Entries provided
* begin *

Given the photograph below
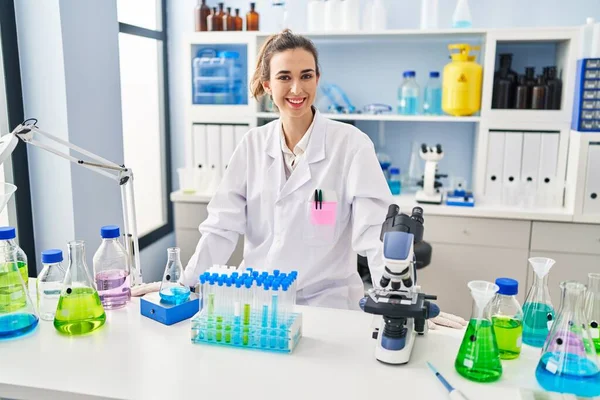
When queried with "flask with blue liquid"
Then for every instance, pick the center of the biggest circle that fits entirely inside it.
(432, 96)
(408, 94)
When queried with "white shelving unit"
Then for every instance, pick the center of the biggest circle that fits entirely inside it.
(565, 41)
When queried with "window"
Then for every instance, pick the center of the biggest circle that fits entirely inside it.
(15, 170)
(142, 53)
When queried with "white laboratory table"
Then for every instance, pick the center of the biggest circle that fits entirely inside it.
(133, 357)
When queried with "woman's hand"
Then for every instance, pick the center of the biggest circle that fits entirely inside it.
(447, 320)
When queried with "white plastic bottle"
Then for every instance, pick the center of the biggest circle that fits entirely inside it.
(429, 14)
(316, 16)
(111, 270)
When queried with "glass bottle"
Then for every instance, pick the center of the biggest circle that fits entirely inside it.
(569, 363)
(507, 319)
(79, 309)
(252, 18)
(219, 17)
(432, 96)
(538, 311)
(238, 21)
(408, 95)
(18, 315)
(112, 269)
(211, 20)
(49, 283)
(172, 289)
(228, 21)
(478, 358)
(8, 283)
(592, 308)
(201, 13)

* end *

Direction
Write out each line again precisely as it appears, skipping every picture.

Answer to the task
Given the photograph below
When queried with "flask with blue liquid"
Then for every instance, pick the center of the biggest circle that fits entirely inside it.
(432, 96)
(408, 94)
When queried with "white shelving unit"
Then for every instance, pick the center of the biggest circle that fits entirely inside it.
(565, 41)
When queried with "window"
Then for every instance, pick the center of the biggest circle that fits entirely inside it.
(15, 170)
(142, 53)
When queried with "white laboratory table"
Then for every instance, pick the center of the biggest circle that fits entirely inside it.
(133, 357)
When queried with "woman's hand"
Then for every instance, pick the center of the biggest circle that fits entirely inside it.
(447, 320)
When queried with "white plastic bottle"
Then for every instance, pick the center of the biggest circle that fits entirely inside it.
(429, 14)
(316, 16)
(111, 270)
When queried with "glass bottle"
Then for every instance, pick the center of the biggest circle that fits entirely inside it.
(569, 363)
(507, 319)
(79, 309)
(252, 18)
(219, 17)
(432, 96)
(538, 311)
(238, 21)
(408, 95)
(18, 315)
(112, 269)
(211, 20)
(49, 283)
(172, 289)
(228, 21)
(478, 358)
(8, 283)
(592, 308)
(201, 13)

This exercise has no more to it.